Instructions
1. Copy the Cash Balance plan text starting at "What exactly is" and ending at "annual participant statements.", swapping in "member" for every "participant".
2. According to the Cash Balance plan text, what is the maximum amount of earnings that pension law allowed for retirement plan purposes in 2016?

Given passage
In the world of science and engineering, a black box is a device, system or object which can be viewed solely in terms of its input and output without the user knowing how it works.
In our ERISA world, a Cash Balance plan be a black box into which employer contributions are made on a tax deductible basis and benefits at some point are paid out.
So let’s take a peak inside the black box to help you better understand how a Cash Balance plan works so it could better accomplish your objectives. Here is a brief overview in Q & A format.
What exactly is a Cash Balance Plan?
A Cash Balance Plan is a defined benefit plan that specifies the amount of contribution to be credited to each participant and guarantees the investment earnings on those contributions. Each participant has an individual account that resembles the accounts in a 401(k) profit sharing plan. All participant accounts are administered by a pension firm such as ours who generates annual participant statements.
What counts as “earnings” for purposes of contributing to a Cash Balance plan?
Pension law limits your earnings for retirement plan purposes to a maximum of $265,000 in 2016. Your legal form of business entity determines what income can be counted for retirement plan purposes. If you are a:
- Sole proprietor compensation, it is Earned Income
- Partnership, it is also Earned Income
- C-corporation, it is W-2 income
- S-corporation, it is also W-2 income but dividends cannot be included
- LLC, it depends on how it is taxed (partnership or corporation rules apply)

[Location identification items]
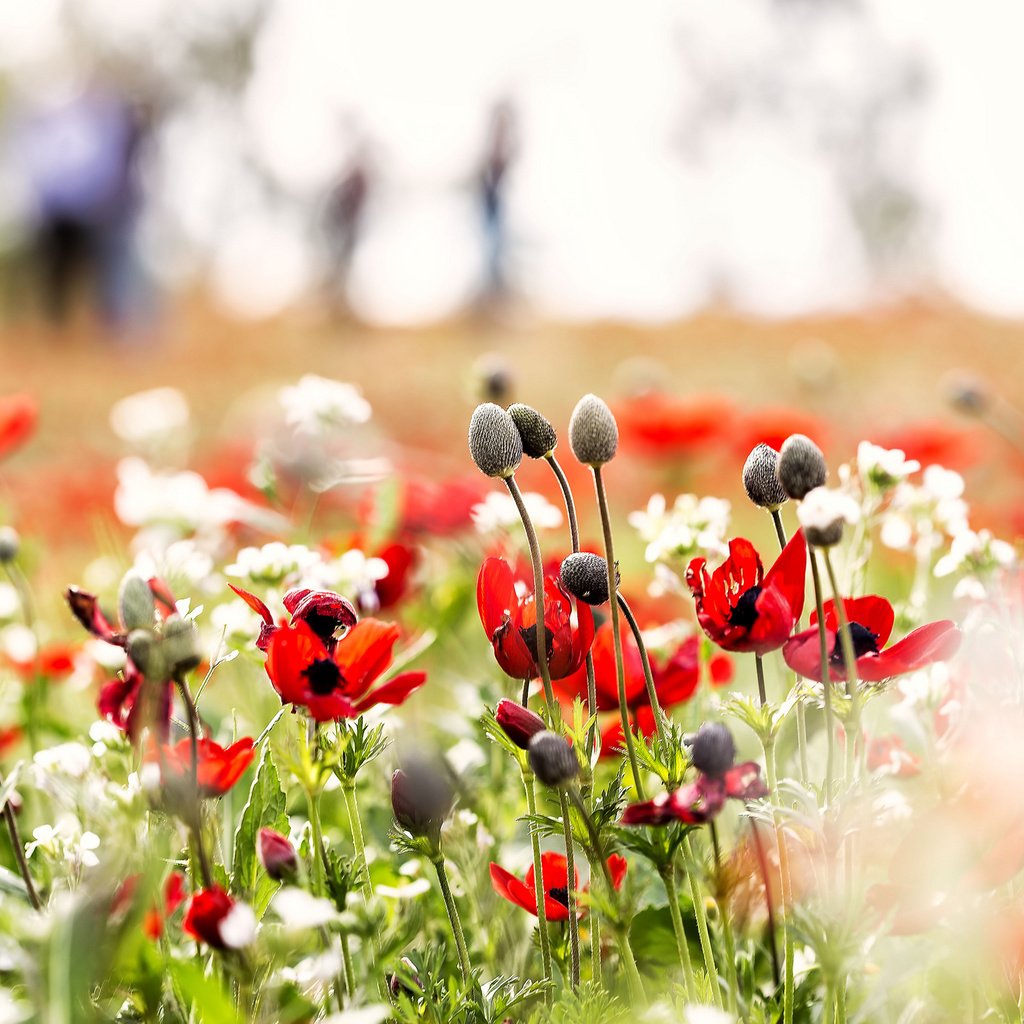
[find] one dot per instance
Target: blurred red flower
(739, 606)
(333, 685)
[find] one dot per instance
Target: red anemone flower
(676, 680)
(333, 685)
(323, 610)
(510, 622)
(218, 768)
(870, 622)
(742, 608)
(556, 893)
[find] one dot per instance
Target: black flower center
(744, 611)
(864, 642)
(560, 895)
(324, 676)
(528, 635)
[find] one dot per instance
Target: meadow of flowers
(318, 736)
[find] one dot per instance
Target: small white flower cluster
(499, 512)
(692, 526)
(316, 404)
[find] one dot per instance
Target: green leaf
(265, 808)
(204, 995)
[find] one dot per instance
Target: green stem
(682, 946)
(18, 850)
(609, 554)
(460, 938)
(659, 720)
(570, 893)
(825, 674)
(542, 913)
(700, 913)
(351, 805)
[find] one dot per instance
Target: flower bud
(10, 543)
(135, 603)
(421, 799)
(494, 441)
(278, 856)
(552, 760)
(585, 576)
(761, 478)
(712, 750)
(145, 650)
(180, 647)
(593, 432)
(539, 437)
(520, 724)
(801, 466)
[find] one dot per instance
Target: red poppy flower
(742, 608)
(555, 873)
(218, 768)
(153, 922)
(510, 622)
(676, 680)
(17, 420)
(337, 685)
(323, 610)
(870, 622)
(218, 921)
(119, 702)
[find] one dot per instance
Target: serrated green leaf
(203, 994)
(264, 808)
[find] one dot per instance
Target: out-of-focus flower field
(279, 741)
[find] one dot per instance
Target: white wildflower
(317, 404)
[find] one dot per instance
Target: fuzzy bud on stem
(801, 466)
(761, 478)
(552, 760)
(585, 576)
(494, 441)
(593, 431)
(539, 437)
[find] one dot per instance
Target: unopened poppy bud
(181, 645)
(421, 799)
(10, 543)
(713, 750)
(135, 603)
(539, 437)
(278, 856)
(593, 431)
(801, 466)
(519, 724)
(761, 478)
(553, 761)
(585, 576)
(494, 441)
(145, 651)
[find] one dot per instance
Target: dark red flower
(218, 921)
(555, 873)
(324, 611)
(510, 622)
(119, 702)
(17, 420)
(742, 608)
(153, 922)
(333, 685)
(218, 768)
(870, 622)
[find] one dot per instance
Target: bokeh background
(767, 214)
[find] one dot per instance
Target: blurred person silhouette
(491, 184)
(344, 217)
(78, 150)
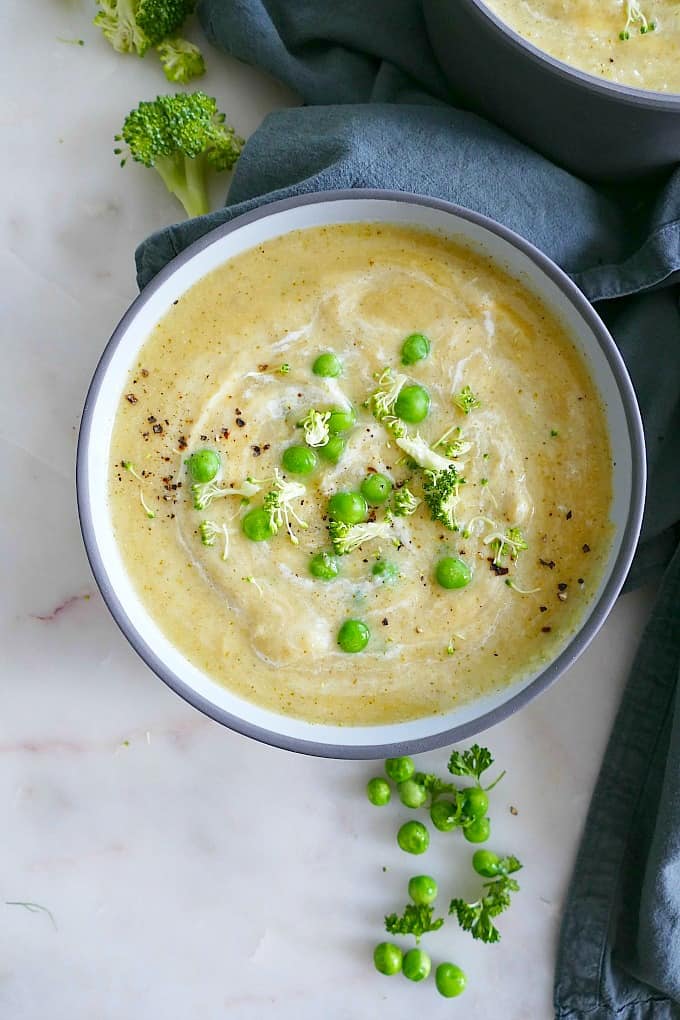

Solutions per task
1.
What exactly is a Cash Balance Plan?
A Cash Balance Plan is a defined benefit plan that specifies the amount of contribution to be credited to each member and guarantees the investment earnings on those contributions. Each member has an individual account that resembles the accounts in a 401(k) profit sharing plan. All member accounts are administered by a pension firm such as ours who generates annual member statements.

2. $265,000